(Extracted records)
-=-=-

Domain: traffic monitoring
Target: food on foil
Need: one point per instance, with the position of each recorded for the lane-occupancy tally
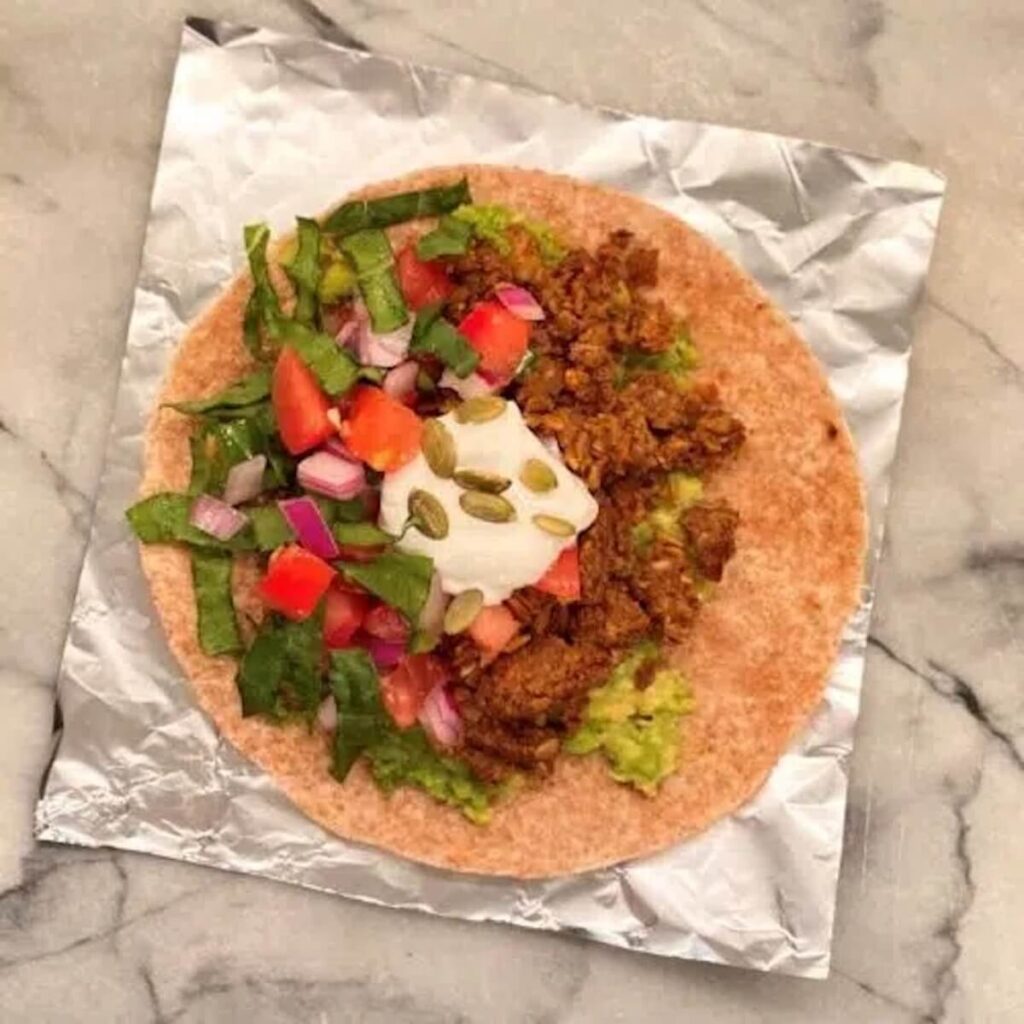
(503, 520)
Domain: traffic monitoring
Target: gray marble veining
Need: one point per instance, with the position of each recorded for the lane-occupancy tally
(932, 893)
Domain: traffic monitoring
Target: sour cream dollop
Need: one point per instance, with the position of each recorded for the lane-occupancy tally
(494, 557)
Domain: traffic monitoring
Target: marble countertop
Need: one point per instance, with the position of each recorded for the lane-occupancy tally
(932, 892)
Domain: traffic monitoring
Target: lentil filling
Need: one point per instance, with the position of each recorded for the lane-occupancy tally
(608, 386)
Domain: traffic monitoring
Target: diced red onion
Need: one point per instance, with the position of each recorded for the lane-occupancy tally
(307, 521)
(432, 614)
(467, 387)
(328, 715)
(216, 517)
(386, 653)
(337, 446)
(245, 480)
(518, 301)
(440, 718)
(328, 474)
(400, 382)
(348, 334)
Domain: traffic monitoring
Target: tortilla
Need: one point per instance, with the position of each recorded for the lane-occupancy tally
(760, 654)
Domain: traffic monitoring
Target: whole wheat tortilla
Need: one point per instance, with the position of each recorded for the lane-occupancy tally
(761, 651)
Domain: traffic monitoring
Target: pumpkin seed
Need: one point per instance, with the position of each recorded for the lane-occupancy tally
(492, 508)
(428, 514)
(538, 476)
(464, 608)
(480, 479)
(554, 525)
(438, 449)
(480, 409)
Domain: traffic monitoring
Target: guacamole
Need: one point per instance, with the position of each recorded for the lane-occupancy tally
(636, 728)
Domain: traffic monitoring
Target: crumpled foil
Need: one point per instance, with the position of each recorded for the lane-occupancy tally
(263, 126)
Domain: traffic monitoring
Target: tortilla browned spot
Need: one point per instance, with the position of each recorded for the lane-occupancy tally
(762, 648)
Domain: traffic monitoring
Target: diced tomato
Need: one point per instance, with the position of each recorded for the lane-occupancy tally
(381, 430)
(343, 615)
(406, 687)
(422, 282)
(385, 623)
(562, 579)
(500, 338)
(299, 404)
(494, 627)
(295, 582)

-=-=-

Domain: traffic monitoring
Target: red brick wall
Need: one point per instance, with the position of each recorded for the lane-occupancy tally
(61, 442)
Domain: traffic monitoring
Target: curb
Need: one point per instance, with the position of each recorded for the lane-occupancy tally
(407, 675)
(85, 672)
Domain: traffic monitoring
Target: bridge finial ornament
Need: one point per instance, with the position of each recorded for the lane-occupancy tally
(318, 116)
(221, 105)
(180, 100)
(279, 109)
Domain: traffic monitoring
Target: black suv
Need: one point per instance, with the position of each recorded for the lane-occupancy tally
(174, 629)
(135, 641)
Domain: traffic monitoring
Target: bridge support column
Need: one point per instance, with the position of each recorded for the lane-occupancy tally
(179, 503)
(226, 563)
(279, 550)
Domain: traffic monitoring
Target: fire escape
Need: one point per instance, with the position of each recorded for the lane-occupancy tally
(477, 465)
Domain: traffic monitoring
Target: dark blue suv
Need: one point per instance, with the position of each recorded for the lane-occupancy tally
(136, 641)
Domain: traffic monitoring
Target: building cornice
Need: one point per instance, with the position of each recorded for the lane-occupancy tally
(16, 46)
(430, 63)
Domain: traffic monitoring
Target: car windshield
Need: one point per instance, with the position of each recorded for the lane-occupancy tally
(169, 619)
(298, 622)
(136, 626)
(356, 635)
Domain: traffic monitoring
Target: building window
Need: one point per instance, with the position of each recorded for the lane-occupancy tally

-=-=-

Work order –
Provide only the count of lines within the entries above that include the string "building".

Result –
2